___ THE INPUT

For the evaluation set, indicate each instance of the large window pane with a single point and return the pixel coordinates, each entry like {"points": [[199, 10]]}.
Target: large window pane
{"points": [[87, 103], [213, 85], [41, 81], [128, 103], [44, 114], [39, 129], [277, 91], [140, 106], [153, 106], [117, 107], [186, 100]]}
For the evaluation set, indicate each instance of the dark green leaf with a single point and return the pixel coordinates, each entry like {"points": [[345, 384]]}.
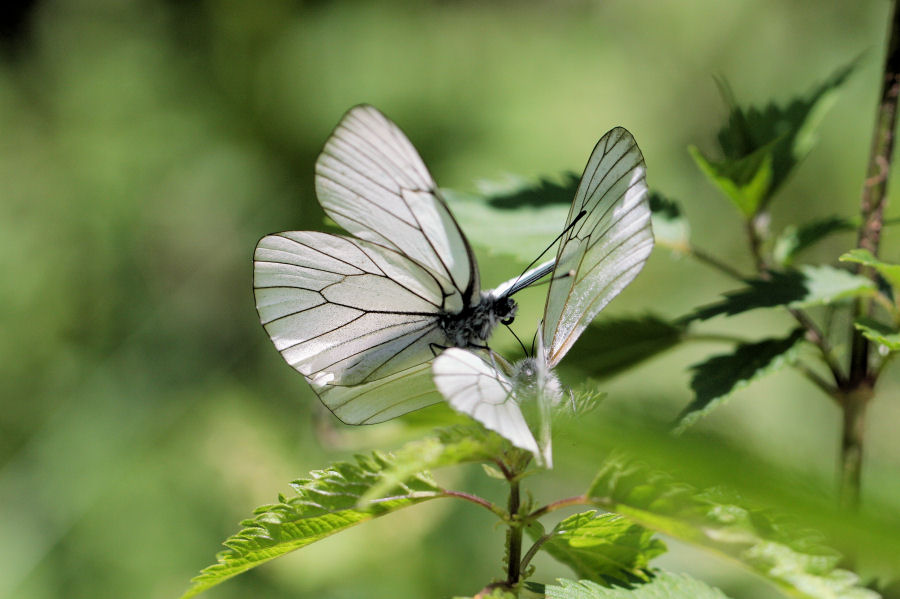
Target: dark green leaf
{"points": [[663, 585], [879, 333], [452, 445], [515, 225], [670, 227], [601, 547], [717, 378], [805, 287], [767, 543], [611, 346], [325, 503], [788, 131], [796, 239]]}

______

Can you convert the records above into a Markdown table with the columns Row and Line, giving each nonblank line its own numbered row and omitting the pictures?

| Row | Line |
|---|---|
| 1 | For the evaluation set, indicate each instance of the large window pane with a single point and return the pixel coordinates, each entry like {"points": [[199, 10]]}. |
| 2 | Target: large window pane |
| 3 | {"points": [[87, 103], [213, 85], [41, 81], [128, 103], [44, 114], [39, 129], [277, 91], [140, 106], [153, 106], [117, 107], [186, 100]]} |
| 4 | For the evaluation set, indicate each instance of the dark green leaf with a single point and return the pixel coordinates, each entry like {"points": [[345, 384]]}. |
| 5 | Target: dark green leaf |
| 6 | {"points": [[663, 585], [879, 333], [452, 445], [515, 225], [670, 227], [601, 547], [717, 378], [805, 287], [767, 543], [611, 346], [325, 503], [788, 131], [796, 239]]} |